--- BEGIN ---
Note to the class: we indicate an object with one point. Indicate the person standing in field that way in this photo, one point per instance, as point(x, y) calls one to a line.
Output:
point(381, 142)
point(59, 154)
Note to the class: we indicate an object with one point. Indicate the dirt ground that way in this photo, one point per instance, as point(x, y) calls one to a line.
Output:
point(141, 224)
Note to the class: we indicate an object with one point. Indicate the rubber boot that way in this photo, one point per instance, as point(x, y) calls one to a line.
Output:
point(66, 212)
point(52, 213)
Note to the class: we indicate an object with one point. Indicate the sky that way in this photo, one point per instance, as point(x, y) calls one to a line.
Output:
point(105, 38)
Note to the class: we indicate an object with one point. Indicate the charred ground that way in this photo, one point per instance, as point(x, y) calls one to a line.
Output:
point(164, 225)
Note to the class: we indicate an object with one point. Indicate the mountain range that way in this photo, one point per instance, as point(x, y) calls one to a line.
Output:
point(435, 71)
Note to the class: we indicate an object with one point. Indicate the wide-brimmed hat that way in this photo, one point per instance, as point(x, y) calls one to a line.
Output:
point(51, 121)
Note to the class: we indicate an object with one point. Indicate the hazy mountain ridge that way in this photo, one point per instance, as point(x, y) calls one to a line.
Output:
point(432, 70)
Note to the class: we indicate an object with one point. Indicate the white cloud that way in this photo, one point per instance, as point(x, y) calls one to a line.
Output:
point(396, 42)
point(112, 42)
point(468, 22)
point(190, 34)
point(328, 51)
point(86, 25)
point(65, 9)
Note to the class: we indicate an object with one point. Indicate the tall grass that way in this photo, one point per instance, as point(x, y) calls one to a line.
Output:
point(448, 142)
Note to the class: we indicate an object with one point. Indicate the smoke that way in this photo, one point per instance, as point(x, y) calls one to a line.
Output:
--- END ---
● Stated problem
Transcribe all the entries, keeping each one exactly as it is.

● Output
Note to the class: we indicate an object with one point. Indicate the person standing in field that way in this photo, one point per instance, as point(x, y) calls one to a line.
Output:
point(381, 142)
point(59, 154)
Note to the class: we indicate an object with one point. Indicate the dirt ground that way in this photo, one point per instance, as point(x, y) calls one to a line.
Output:
point(141, 224)
Note to the class: we indicate an object with one point. Indicate the rubber boot that way in this photo, one point per instance, as point(x, y) calls one to a line.
Output:
point(66, 212)
point(52, 213)
Note to the class: we indicate an object with one point. Indicate the sky that way in this photo, one point per instance, as point(x, y) calls one to a line.
Output:
point(105, 38)
Note to the class: we indicate an object with one point. Indicate the charred ground that way in this photo, one point per instance, as point(x, y) calls one to a line.
Output:
point(164, 225)
Note to the class: we indicate an object with one point. Indicate the mountain range that way in this photo, one point per instance, as point(x, y) calls one to a line.
Output:
point(435, 71)
Note to the class: we indicate an object with one point. Indicate the wide-brimmed hat that way in this photo, one point per instance, as point(x, y) calls one to a line.
Output:
point(51, 121)
Note to the class: we indicate an object with one point. Indicate the hazy mountain ridge that way in this photo, one point per instance, as point(x, y) calls one to a line.
Output:
point(432, 70)
Note to the class: we indicate an object with one point. Indicate the white cloud that way in this photo, one point per instance, as point(x, y) calls one to a line.
Output:
point(396, 42)
point(112, 42)
point(468, 22)
point(190, 34)
point(328, 51)
point(86, 25)
point(65, 9)
Note to the class: we indicate an object with one point. Indicate the tall grass that way in this photo, one point per instance, as point(x, y) calls one to a line.
Output:
point(448, 142)
Note to the class: we indicate an object with one point. Indicate the smoke that way in this photo, one point per instance, as point(x, y) calls one to a line.
Output:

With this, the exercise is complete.